◆ **What needs to be done**
Repeat the listing that follows character for character, omitting images.
Data in this exercise Block Start
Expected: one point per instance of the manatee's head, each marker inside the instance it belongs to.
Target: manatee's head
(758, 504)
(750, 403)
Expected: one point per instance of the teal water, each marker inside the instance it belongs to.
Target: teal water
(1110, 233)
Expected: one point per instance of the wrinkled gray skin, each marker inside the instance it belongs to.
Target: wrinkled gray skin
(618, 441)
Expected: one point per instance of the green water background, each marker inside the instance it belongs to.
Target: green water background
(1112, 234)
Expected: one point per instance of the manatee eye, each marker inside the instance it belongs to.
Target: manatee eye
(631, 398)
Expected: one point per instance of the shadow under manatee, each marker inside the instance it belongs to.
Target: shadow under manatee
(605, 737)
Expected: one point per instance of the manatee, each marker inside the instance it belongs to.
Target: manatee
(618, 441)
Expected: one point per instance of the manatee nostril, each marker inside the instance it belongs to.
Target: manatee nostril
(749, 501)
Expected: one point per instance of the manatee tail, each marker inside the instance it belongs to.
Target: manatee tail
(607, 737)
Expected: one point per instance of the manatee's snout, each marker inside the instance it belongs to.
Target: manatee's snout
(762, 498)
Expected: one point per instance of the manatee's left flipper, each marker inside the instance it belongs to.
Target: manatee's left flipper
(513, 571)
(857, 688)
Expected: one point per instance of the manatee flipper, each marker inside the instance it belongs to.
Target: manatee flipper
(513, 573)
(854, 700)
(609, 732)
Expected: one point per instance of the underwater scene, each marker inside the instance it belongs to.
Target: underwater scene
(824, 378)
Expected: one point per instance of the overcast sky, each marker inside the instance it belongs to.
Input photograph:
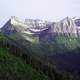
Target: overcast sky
(51, 10)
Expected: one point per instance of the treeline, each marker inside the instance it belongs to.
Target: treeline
(50, 70)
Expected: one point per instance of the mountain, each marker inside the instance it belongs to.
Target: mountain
(35, 30)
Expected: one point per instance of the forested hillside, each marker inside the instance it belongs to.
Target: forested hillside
(16, 65)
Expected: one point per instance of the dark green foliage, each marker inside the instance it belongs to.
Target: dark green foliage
(12, 68)
(27, 67)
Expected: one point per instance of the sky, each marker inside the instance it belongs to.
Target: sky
(51, 10)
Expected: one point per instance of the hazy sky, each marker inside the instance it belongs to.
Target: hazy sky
(52, 10)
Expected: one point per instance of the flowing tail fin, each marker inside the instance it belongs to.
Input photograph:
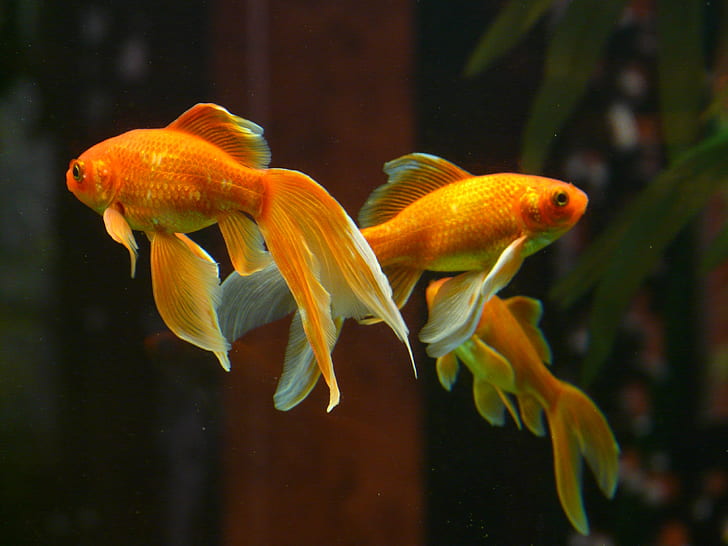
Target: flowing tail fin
(326, 263)
(579, 429)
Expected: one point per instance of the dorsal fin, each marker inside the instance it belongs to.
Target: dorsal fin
(528, 312)
(241, 139)
(411, 177)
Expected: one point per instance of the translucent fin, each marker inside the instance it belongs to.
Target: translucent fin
(579, 428)
(252, 301)
(187, 292)
(244, 243)
(488, 402)
(458, 305)
(528, 312)
(532, 414)
(402, 280)
(241, 139)
(411, 177)
(300, 372)
(454, 313)
(118, 228)
(326, 262)
(487, 363)
(447, 367)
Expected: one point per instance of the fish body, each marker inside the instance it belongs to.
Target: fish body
(507, 354)
(172, 181)
(432, 215)
(467, 224)
(210, 166)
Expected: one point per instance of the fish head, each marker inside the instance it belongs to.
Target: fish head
(91, 179)
(552, 206)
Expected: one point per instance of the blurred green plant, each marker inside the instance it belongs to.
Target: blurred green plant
(694, 124)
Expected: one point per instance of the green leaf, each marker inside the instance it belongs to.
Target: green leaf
(667, 205)
(681, 71)
(717, 252)
(509, 27)
(570, 61)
Data in this exercise Block End
◆ **Your solution**
Expected: one point per instance of the manatee's head, each marker inside the instance it belongs to.
Target: manatee's head
(758, 504)
(750, 403)
Expected: one point per instance of the teal water, each marker inside the instance it belongs to.
Target: teal water
(1110, 233)
Expected: one point per instance of the wrinkled gray skin, each marker inside the instance it belongs to.
Target: wrinkled gray skin
(618, 441)
Expected: one point per instance of the green water background, each marker inside the instance it belongs to.
Target: green water background
(1112, 234)
Expected: one point per instance of the manatee eye, each marker inside the instance it belongs to.
Target: manatee eye
(631, 398)
Expected: one point per instance of the shadow under manatee, each marker inside the instance it belongs to.
Target: shadow under manatee
(605, 737)
Expected: one point per instance of the manatee, each marker inside the instance it belongs to.
Target: manatee
(618, 441)
Expected: one point per instance of the manatee nostril, each marker inside the instance it belongs to.
Target: manatee nostril
(749, 501)
Expected: one point per instance of the manatee tail, each marker inside the instance it belongs to.
Target: manatee tail
(607, 737)
Expected: one point per instance of the manatee's snout, each marker inside the instance it belongs to.
Target: manatee's snout
(762, 498)
Expected: one point per instance of the manatee's left flipper, each marker inside the instance it belongs to.
Target: manatee's left flipper
(513, 571)
(857, 688)
Expected: one point per instance of the manatee flipper, each marker inside the instance it belongs to.
Target: manatee flipper
(513, 573)
(854, 700)
(609, 732)
Expected: one point per instance of the underwater scene, each marker inside the instance it belongs to.
Target: underwater scene
(824, 378)
Expected: one point per instance of the overcast sky, each marker inside the instance it belongs to.
Input photograph:
Target: overcast sky
(51, 10)
Expected: one point per instance of the treeline, each marker inside the instance it belongs to.
Target: treeline
(50, 70)
Expected: one point per instance of the mountain, each marker inside the instance it belongs to.
Target: mountain
(35, 30)
Expected: one point per instance of the forested hillside, each marker inside the instance it belongs to.
Target: forested hillside
(16, 65)
Expected: one point per instance of the dark green foliage, each marker inside the instance it belongs to.
Target: dark green foliage
(12, 68)
(27, 67)
Expected: one point per instance of the sky, each marker inside the instance it belongs to.
Target: sky
(51, 10)
Expected: one point per instance of the hazy sky, each marker inside the instance it belongs to.
Target: hazy sky
(52, 10)
Expected: one point per instance of the flowing tail fin, each marker inside the instance it belongs to.
Input photograph:
Target: flowing tail fin
(326, 263)
(579, 429)
Expected: one point per instance of the dorsal fin, each marker inside the instance it belongs to.
Target: dorsal fin
(528, 312)
(241, 139)
(411, 177)
Expected: one point per instance of the translucent fin, each marker inside the instance it belongs to.
Target: translucent fin
(579, 428)
(252, 301)
(187, 292)
(244, 243)
(488, 402)
(458, 305)
(528, 312)
(532, 414)
(402, 280)
(241, 139)
(411, 177)
(300, 372)
(454, 313)
(118, 228)
(326, 262)
(487, 363)
(447, 367)
Expected: one point per instance of the fish body, each marker inside the instance it belongs to.
Target: fish body
(507, 354)
(172, 181)
(432, 215)
(467, 224)
(210, 166)
Expected: one point per instance of the fish head, each marker inside the instance it belongs to.
Target: fish head
(91, 179)
(552, 206)
Expected: one point per instance of the blurred green plant, each marker inside the instance it belongs to.
Target: blurred green plant
(694, 124)
Expected: one point per instance of the green leaf, each marker inside the instance it belongs to.
Target: green leaf
(667, 205)
(681, 71)
(717, 252)
(509, 27)
(570, 61)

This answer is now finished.